[Record extracts]

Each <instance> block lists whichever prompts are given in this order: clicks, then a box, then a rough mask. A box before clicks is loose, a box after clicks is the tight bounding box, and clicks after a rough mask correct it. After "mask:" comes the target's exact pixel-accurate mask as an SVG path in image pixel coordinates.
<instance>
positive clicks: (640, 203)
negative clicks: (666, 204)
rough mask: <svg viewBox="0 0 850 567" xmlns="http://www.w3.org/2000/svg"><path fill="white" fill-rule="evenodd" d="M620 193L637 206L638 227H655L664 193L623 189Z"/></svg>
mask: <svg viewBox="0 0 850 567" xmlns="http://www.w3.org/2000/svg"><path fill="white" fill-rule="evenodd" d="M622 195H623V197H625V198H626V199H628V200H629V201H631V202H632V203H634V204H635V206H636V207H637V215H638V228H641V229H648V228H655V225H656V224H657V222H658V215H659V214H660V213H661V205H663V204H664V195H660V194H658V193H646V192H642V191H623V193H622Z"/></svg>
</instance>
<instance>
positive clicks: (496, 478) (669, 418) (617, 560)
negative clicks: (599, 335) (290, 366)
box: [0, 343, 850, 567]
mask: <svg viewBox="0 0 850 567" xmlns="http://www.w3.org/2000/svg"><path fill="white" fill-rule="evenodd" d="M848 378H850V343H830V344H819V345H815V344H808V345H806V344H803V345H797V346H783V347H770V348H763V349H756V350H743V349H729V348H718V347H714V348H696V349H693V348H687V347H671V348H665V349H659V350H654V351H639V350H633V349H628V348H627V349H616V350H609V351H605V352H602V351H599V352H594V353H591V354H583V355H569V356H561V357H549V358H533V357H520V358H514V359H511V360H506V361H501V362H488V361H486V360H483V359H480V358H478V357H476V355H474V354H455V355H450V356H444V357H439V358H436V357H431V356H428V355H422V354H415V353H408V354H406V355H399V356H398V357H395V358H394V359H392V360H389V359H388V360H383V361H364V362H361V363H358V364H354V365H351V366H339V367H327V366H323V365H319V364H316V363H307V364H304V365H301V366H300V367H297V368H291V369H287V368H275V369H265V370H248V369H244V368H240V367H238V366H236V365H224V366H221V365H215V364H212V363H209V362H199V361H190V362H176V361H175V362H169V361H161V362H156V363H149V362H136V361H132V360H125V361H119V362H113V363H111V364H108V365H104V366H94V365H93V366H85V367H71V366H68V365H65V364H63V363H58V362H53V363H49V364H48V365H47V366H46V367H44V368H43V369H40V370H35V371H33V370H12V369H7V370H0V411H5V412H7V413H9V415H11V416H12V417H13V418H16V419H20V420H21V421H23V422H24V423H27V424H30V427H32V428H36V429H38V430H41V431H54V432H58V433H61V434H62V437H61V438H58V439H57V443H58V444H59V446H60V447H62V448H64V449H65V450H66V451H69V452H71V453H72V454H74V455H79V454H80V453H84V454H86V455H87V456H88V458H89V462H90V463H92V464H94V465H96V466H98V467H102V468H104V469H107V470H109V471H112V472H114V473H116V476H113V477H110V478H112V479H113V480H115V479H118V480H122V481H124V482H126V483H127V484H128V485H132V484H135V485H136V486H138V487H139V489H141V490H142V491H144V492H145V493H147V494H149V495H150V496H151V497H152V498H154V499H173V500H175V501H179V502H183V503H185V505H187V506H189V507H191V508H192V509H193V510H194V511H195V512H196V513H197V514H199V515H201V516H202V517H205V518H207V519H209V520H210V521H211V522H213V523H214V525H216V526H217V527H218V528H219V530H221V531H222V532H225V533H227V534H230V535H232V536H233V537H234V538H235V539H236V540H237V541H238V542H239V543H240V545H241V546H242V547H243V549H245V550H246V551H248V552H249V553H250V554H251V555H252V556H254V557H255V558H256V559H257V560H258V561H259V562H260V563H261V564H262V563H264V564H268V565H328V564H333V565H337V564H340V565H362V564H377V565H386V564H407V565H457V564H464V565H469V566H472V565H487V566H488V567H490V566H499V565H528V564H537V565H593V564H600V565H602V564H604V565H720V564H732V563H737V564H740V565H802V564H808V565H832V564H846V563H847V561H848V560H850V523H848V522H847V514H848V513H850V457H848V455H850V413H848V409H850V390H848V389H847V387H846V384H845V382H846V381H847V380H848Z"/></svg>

[/Record extracts]

### [What to do]
Give back every line of the data exactly.

### [Response]
Each <instance> block lists whichever prompts are given in this order: clicks, then a box, then a rough mask. A box before clicks is loose, a box after clicks is the tight bounding box, and clicks after a rough mask correct it. After "mask:" comes the target's exact pixel-accurate mask as an SVG path in image pixel coordinates.
<instance>
positive clicks: (640, 203)
negative clicks: (666, 204)
rough mask: <svg viewBox="0 0 850 567" xmlns="http://www.w3.org/2000/svg"><path fill="white" fill-rule="evenodd" d="M620 193L637 206L638 227H655L664 193L623 189Z"/></svg>
mask: <svg viewBox="0 0 850 567" xmlns="http://www.w3.org/2000/svg"><path fill="white" fill-rule="evenodd" d="M622 195H623V197H625V198H626V199H628V200H629V201H631V202H632V203H634V204H635V206H636V207H637V215H638V228H641V229H648V228H655V225H656V224H657V222H658V215H659V214H660V213H661V205H663V204H664V195H660V194H658V193H646V192H642V191H623V193H622Z"/></svg>
</instance>
<instance>
positive clicks: (496, 478) (669, 418) (617, 560)
negative clicks: (599, 335) (290, 366)
box: [0, 343, 850, 567]
mask: <svg viewBox="0 0 850 567" xmlns="http://www.w3.org/2000/svg"><path fill="white" fill-rule="evenodd" d="M848 378H850V343H830V344H819V345H815V344H808V345H806V344H803V345H797V346H783V347H770V348H763V349H756V350H743V349H729V348H718V347H714V348H696V349H693V348H687V347H671V348H665V349H659V350H654V351H639V350H633V349H628V348H627V349H616V350H609V351H605V352H602V351H599V352H594V353H591V354H583V355H569V356H561V357H549V358H533V357H520V358H514V359H511V360H506V361H501V362H488V361H486V360H483V359H480V358H478V357H476V355H474V354H455V355H450V356H444V357H439V358H436V357H431V356H428V355H422V354H415V353H408V354H406V355H399V356H398V357H395V358H394V359H392V360H389V359H388V360H383V361H364V362H361V363H358V364H354V365H351V366H339V367H327V366H323V365H319V364H316V363H307V364H304V365H301V366H300V367H297V368H291V369H287V368H275V369H265V370H248V369H244V368H240V367H238V366H236V365H224V366H221V365H215V364H212V363H209V362H199V361H190V362H176V361H175V362H169V361H161V362H156V363H149V362H136V361H132V360H125V361H119V362H113V363H111V364H108V365H104V366H94V365H93V366H85V367H71V366H68V365H65V364H63V363H58V362H53V363H49V364H48V365H47V366H46V367H44V368H43V369H40V370H35V371H33V370H12V369H7V370H0V411H5V412H7V413H9V415H11V416H12V417H13V418H16V419H20V420H21V421H23V422H24V423H27V424H30V427H32V428H36V429H38V430H41V431H54V432H58V433H61V434H62V437H61V438H58V439H57V443H58V444H59V446H60V447H62V448H64V449H65V450H66V451H69V452H71V453H72V454H74V455H79V454H80V453H84V454H86V455H87V456H88V458H89V462H90V463H92V464H94V465H96V466H98V467H102V468H104V469H107V470H109V471H112V472H114V473H116V476H113V477H110V478H112V479H113V480H115V479H118V480H122V481H124V482H126V483H127V484H128V485H132V484H135V485H136V486H138V487H139V489H141V490H142V491H144V492H145V493H147V494H149V495H150V496H151V497H152V498H154V499H173V500H175V501H179V502H183V503H185V505H187V506H189V507H191V508H192V509H193V510H194V511H195V512H196V513H197V514H199V515H201V516H202V517H205V518H207V519H209V520H210V521H211V522H213V523H214V525H216V526H217V527H218V528H219V530H221V531H222V532H225V533H227V534H230V535H232V536H233V537H234V538H235V539H236V540H237V541H238V542H239V543H240V545H241V546H242V547H243V549H245V550H246V551H248V552H249V553H250V554H251V555H252V556H254V557H255V558H256V559H257V560H258V561H259V562H260V563H261V564H262V563H264V564H268V565H328V564H333V565H337V564H340V565H362V564H377V565H386V564H407V565H457V564H464V565H469V566H472V565H487V566H488V567H490V566H499V565H528V564H537V565H593V564H600V565H602V564H604V565H720V564H732V563H737V564H740V565H802V564H808V565H832V564H846V563H847V561H848V560H850V523H848V522H847V514H848V513H850V457H848V455H850V413H848V409H850V390H848V389H847V387H846V384H845V382H846V381H847V380H848Z"/></svg>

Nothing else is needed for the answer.